▶ PROVIDED DATA
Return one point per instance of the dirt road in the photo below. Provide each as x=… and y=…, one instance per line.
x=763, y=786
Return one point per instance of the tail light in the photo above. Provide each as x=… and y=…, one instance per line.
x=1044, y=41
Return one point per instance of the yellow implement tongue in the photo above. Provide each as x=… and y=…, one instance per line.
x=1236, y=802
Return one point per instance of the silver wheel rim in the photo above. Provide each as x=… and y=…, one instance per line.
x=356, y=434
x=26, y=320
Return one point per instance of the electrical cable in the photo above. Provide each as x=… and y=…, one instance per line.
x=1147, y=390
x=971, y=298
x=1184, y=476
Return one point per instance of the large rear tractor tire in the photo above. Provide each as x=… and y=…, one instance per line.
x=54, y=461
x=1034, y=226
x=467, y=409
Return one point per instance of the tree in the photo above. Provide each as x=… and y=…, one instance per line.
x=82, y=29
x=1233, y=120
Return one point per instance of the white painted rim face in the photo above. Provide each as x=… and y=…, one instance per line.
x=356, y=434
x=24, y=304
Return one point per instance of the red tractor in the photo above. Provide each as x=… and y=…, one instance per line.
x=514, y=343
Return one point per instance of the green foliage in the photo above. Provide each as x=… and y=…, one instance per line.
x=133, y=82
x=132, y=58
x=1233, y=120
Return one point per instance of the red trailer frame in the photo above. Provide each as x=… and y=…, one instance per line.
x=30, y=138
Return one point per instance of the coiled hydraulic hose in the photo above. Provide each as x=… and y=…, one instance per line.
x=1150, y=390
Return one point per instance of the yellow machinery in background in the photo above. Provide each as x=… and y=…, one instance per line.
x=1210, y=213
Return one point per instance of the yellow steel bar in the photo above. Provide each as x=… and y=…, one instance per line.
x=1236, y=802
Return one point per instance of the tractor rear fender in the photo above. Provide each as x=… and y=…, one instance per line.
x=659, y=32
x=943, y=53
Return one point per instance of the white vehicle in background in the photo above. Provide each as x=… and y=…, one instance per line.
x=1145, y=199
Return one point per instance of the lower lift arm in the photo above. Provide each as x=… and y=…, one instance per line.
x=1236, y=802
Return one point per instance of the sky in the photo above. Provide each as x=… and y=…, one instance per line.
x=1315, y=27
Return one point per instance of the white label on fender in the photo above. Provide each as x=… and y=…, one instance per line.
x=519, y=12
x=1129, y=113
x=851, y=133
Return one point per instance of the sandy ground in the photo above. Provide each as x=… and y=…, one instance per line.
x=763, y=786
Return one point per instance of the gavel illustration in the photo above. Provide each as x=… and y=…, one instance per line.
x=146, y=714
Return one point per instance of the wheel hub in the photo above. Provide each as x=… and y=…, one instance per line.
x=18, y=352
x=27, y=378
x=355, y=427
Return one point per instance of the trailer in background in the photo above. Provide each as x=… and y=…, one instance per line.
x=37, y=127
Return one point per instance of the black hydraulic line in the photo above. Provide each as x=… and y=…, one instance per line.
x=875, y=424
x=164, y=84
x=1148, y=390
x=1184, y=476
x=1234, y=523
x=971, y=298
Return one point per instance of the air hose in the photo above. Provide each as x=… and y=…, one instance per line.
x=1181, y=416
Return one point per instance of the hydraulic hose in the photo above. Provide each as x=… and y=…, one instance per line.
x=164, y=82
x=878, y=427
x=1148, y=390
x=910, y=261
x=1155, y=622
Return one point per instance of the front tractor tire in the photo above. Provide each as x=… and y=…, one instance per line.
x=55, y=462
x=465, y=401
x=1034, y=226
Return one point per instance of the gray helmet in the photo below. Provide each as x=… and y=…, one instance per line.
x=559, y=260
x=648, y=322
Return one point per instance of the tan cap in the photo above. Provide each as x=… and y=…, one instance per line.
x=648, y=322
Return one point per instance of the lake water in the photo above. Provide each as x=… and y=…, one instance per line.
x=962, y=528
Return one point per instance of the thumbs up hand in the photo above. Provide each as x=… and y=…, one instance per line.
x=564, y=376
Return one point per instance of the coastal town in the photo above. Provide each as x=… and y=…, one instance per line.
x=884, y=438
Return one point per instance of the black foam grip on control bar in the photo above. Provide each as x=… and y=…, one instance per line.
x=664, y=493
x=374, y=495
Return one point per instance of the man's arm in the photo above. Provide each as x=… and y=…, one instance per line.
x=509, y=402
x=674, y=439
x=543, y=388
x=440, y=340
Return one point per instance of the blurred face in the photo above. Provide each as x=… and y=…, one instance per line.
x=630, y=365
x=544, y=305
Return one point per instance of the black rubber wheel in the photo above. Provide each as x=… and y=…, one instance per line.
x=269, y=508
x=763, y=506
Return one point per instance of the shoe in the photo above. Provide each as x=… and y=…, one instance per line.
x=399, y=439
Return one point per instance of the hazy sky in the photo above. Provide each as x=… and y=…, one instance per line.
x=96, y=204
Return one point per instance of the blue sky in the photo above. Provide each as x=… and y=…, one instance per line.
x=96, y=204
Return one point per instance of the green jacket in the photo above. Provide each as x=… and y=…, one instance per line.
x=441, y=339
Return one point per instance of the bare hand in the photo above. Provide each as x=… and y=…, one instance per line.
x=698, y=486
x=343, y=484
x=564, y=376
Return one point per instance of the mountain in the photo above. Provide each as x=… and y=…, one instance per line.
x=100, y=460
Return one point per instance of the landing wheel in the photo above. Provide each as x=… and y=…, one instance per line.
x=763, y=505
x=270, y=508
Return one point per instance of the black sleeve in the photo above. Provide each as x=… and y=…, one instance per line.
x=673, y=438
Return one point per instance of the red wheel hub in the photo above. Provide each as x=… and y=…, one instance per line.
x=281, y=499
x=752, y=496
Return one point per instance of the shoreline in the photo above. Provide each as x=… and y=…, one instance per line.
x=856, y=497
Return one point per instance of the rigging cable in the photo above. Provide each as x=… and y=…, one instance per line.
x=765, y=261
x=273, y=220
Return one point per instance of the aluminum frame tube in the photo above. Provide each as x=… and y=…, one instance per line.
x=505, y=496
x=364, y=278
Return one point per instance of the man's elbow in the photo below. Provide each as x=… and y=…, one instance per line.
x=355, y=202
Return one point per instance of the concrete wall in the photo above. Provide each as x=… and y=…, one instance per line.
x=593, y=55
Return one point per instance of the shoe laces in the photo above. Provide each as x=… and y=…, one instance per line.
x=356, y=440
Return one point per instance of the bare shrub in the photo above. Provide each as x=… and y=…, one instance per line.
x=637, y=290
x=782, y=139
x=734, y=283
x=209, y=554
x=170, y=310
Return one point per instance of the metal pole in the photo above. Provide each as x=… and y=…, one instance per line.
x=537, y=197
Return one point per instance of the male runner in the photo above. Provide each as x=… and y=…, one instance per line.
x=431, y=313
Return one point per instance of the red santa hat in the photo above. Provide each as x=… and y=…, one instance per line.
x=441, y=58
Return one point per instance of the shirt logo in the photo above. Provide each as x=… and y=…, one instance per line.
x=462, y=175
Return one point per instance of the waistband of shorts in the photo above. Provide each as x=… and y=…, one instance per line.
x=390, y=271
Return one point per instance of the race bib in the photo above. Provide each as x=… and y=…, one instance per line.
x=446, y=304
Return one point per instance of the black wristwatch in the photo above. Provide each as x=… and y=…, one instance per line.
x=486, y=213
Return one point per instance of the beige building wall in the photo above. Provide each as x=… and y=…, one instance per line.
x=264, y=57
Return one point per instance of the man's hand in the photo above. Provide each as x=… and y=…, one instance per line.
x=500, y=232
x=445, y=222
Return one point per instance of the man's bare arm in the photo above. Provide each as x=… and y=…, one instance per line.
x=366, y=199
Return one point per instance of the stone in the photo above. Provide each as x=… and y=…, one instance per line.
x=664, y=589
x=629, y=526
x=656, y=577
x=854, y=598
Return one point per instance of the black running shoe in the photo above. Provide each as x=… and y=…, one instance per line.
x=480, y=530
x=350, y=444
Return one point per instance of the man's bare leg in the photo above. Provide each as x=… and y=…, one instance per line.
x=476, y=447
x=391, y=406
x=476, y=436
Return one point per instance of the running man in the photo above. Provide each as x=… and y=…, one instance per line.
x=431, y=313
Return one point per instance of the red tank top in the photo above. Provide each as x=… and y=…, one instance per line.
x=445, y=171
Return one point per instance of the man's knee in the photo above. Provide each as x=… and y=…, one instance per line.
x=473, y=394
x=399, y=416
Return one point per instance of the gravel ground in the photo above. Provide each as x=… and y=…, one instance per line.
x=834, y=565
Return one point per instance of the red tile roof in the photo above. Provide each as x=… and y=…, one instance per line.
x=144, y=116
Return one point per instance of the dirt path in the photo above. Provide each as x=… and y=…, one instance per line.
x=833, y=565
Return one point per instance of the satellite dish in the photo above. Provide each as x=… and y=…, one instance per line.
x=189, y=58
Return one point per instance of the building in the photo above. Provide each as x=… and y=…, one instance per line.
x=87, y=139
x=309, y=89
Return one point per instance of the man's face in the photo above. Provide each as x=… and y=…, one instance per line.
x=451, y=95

▶ YOUR TASK
Can you scale the x and y coordinates by 1.9 in the lines starting at the one containing "Return one point per instance of the air" and ending at the one containing "x=962, y=528", rounding each to a whole number with halves going up? Give back only those lines, both ends and the requests included, leaving everything except the coordinates unchanged.

▶ FINAL ANSWER
Return one point per instance of the air hose in the photo above. Provide each as x=… and y=…, one instance per line.
x=2244, y=790
Return one point per instance of the hydraulic hose in the photo above. Provide each as x=… and y=…, one instance per line.
x=312, y=156
x=1668, y=811
x=2181, y=741
x=1729, y=496
x=2195, y=1182
Return one point per instance of the front tractor tire in the photo above. Provide each as x=… and y=…, one instance per line.
x=105, y=878
x=884, y=762
x=1965, y=429
Return one point per instance of the gray helmet in the photo below. Provide each as x=… and y=…, one instance per line.
x=1062, y=494
x=1231, y=612
Return one point per instance of the tan cap in the photo above. Provide each as x=… and y=…, one instance per line.
x=1231, y=612
Return one point per instance of the lake water in the photo above. Provide each as x=… and y=…, one instance per line.
x=1828, y=1003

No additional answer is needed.